DOKUMENTTEXT:
Recherche – Detailansicht

Ausgabe:

Dezember/2008

Spalte:

1361–1363

Kategorie:

Kirchengeschichte: 20. Jahrhundert, Zeitgeschichte

Autor/Hrsg.:

Kösters, Christoph, u. Wolfgang Tischner [Hrsg.]

Titel/Untertitel:

Katholische Kirche in SBZ und DDR.

Verlag:

Paderborn-München-Wien-Zürich: Schöningh 2006. 415 S. m. Ktn. u. 16 Tafeln m. Abb. 8°. Kart. EUR 29,90. ISBN 3-506-71347-7.

Rezensent:

Harald Schultze

Der Band bietet einen Gesamtüberblick über Leben und Handeln der katholischen Kirche in der Zeit der DDR; Christoph Kösters hatte bereits 2001 (im gleichen Verlag) einen Sammelband über die »Caritas in der SBZ/DDR 1945–1989« veröffentlicht. Die einzelnen Autorinnen und Autoren haben zu ihren Themen jeweils schon publiziert. Mit einer umfangreichen Bibliographie, einem kleinen Foto-Teil und dem Personenregister ist zugleich der Zugang zur inzwischen umfangreichen zeitgeschichtlichen Literatur gewährleistet.

BEREITGESTELLTES MATERIAL:
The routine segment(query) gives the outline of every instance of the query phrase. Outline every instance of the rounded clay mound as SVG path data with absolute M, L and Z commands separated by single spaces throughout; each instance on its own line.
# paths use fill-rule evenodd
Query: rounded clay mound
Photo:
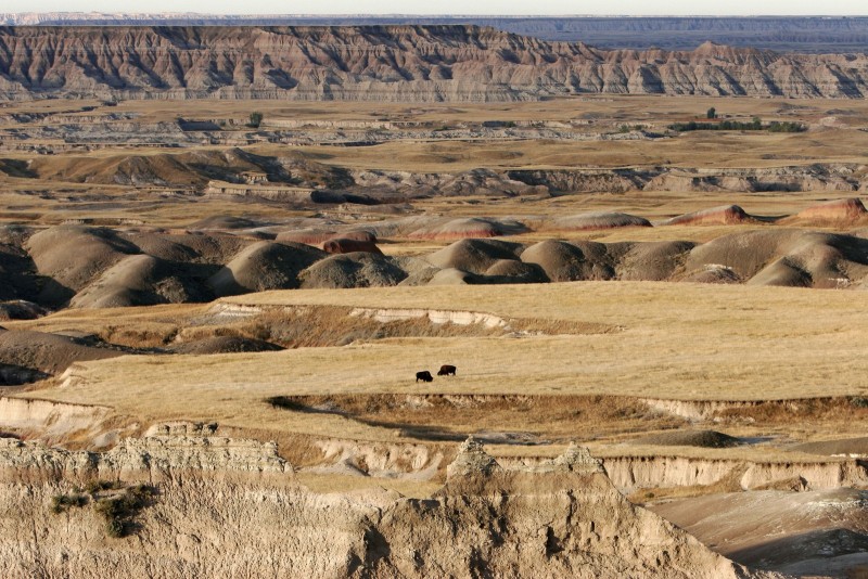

AUFGABEN:
A – Beantworten Sie anhand des Rezensionseintrags:
(i) Welcher Rezensent ist angegeben?
(ii) In welchem Jahr erschien laut Eintrag der Sammelband von Christoph Kösters über die »Caritas in der SBZ/DDR 1945–1989«?
(iii) Welche Spalten nennt der Eintrag?
B – Zitieren Sie aus dem Rezensionseintrag den Abschnitt von „Katholische Kirche in“ bis einschließlich „29,90. ISBN 3-506-71347-7.“.

ERGEBNISSE:
A –
(i) Harald Schultze
(ii) 2001
(iii) 1361–1363

B –
Katholische Kirche in SBZ und DDR.

Verlag:

Paderborn-München-Wien-Zürich: Schöningh 2006. 415 S. m. Ktn. u. 16 Tafeln m. Abb. 8°. Kart. EUR 29,90. ISBN 3-506-71347-7.